Text extract –
10 Books on Missions Everyone Should Read

This book gives an excellent overview of the state of the world and the place Westerners’ missions efforts have in it. Solid. For a preview, check out the extended excerpt I posted on this site. By the way, this book is written by the same guy who wrote the most popular post on urbana.org of all time: 8 Ways to Know God’s Will.

Another one from which I’ve taken an extended excerpt, but please do pick up the whole book. There’s so much goodness that isn’t covered in the excerpt. I often remember Elmer’s advice on things to do now, before you get in a cross-cultural setting: practice suspending judgement, develop a tolerance for ambiguity, learn to think gray, and practice positive attribution.

Okay, true confession: I haven’t actually read this book. Yet. But I know it’s part of some excellent training in getting involved in God’s mission. I’m recommending it here on the strength of the Duane Elmer’s “Servanthood” book.

Problems to work on –
- 1) Rewrite the missions book list, starting with "Another one from" and going on through "practice positive attribution.", with "uncertainty" in place of "ambiguity".
- 2) Answer these questions from the missions book list.
(a) What is the title of the most popular post on urbana.org of all time?
(b) What does the writer confess about the third book?
(c) Which Duane Elmer book is the recommendation of the third book based on?
The lines after this point aren't needed.

Data –
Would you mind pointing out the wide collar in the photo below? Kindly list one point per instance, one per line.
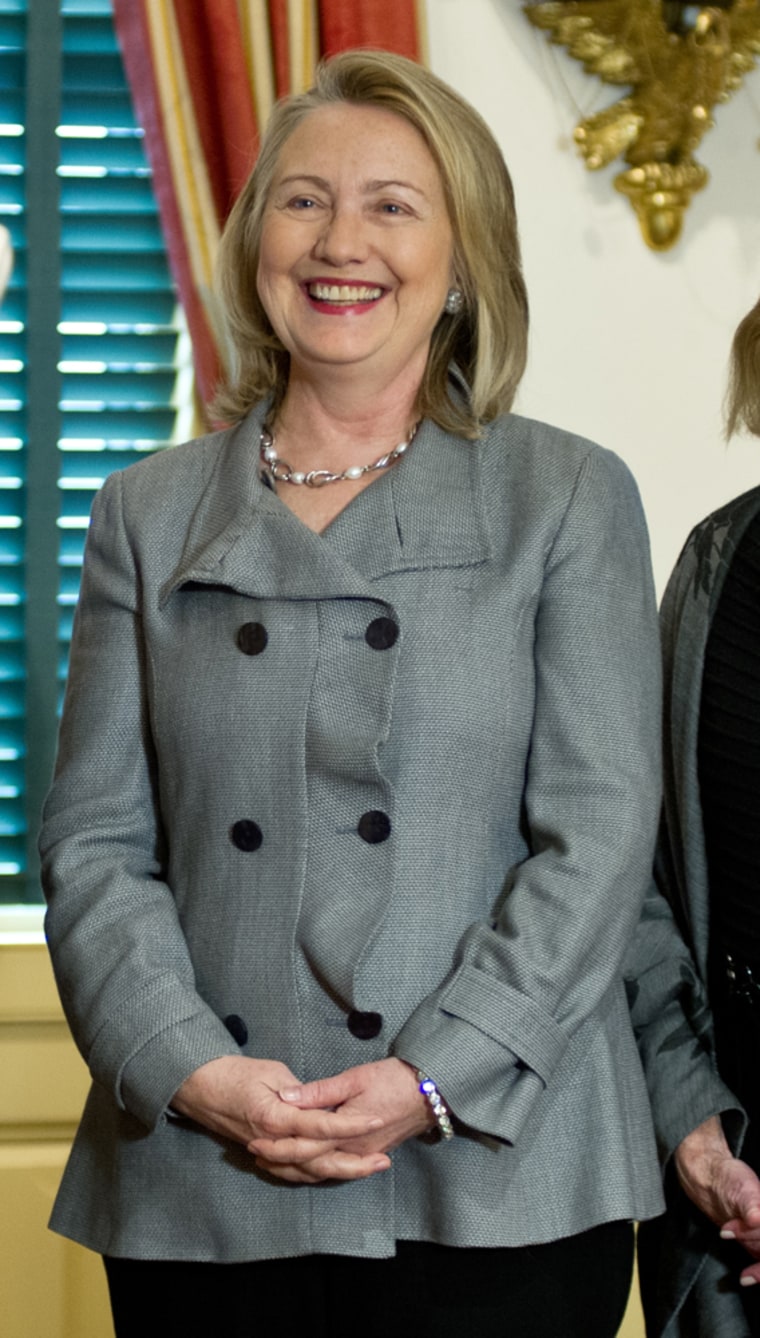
(427, 511)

Answers to the tasks –
- 1)
Another one from which I’ve taken an extended excerpt, but please do pick up the whole book. There’s so much goodness that isn’t covered in the excerpt. I often remember Elmer’s advice on things to do now, before you get in a cross-cultural setting: practice suspending judgement, develop a tolerance for uncertainty, learn to think gray, and practice positive attribution.

- 2)
(a) 8 Ways to Know God's Will
(b) The writer hasn't actually read it yet.
(c) "Servanthood"